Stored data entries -
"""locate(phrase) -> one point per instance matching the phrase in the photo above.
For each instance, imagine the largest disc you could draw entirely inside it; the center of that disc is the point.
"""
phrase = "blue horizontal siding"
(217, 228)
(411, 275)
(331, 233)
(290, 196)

WHAT IS EXPECTED - Give every line of the entries above as a JSON list of strings, one string per line, with blank lines left out.

IN RESPONSE -
[
  "\"\"\"locate(phrase) -> one point per instance matching the phrase in the photo above.",
  "For each instance, imagine the largest disc you could draw entirely inside it; the center of that disc is the point.",
  "\"\"\"",
  "phrase = \"blue horizontal siding\"",
  "(217, 228)",
  "(411, 275)",
  "(331, 233)",
  "(290, 196)"
]